— START OF Text shown —
My company uses Nagios plugins to monitor availability of different target servers from various locations. By using check_http’s ‘eregi’ option we search for some strings in target pages. Since our checks are very frequent, and from time to time there are a lot of them, we need optimal performance of check_http process. In peak time we have up to 1000 checks every minute.
The problem seems to be in excessive memory usage of check_http process when the target page is too large. For example, if the page is larger than 500KB, check_http process can occupy even 20% of the memory, on 1GB RAM servers. At moments when we have several simultaneous checks, the whole server memory gets exhausted, and the server becomes very unstable. Most of the time it recovers after some time, but we experienced situations where we had to restart the whole server because it was in non-responsive state.
We also noticed that this problem is also connected with the time needed to download the target page. So, if either of communicating servers is slow, the possibility for the “memory” problem to happen is much higher. For example, we tested one large page was located on server in Italy. When using high bandwidth servers from Europe or United States, where loading was very quick even for large pages, we had few “memory” problems. But with servers located in India or Australia, we have constant problems.
We even managed to simulate the problem by spawning 20 check_http processes, just to be sure that the problem does not lie in our part of software. The result was 100% memory usage by check_http processes, and a server that was dead for 15 minutes.
OS: RedHat Enterprise Linux 4
Nagios plugins version: 1.4.5
check_http version: 1.96
Any help would be appreciated.
— END OF Text shown —
— START OF Dataset —
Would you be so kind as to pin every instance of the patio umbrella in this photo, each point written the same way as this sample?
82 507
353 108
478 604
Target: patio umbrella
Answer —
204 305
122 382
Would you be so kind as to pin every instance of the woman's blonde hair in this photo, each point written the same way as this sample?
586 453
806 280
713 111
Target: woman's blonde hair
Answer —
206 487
— END OF Dataset —
**Objective**
Please reproduce word for word the portion of the check_http memory post starting at "The problem seems" and ending at "in non-responsive state.".

**Final result**
The problem seems to be in excessive memory usage of check_http process when the target page is too large. For example, if the page is larger than 500KB, check_http process can occupy even 20% of the memory, on 1GB RAM servers. At moments when we have several simultaneous checks, the whole server memory gets exhausted, and the server becomes very unstable. Most of the time it recovers after some time, but we experienced situations where we had to restart the whole server because it was in non-responsive state.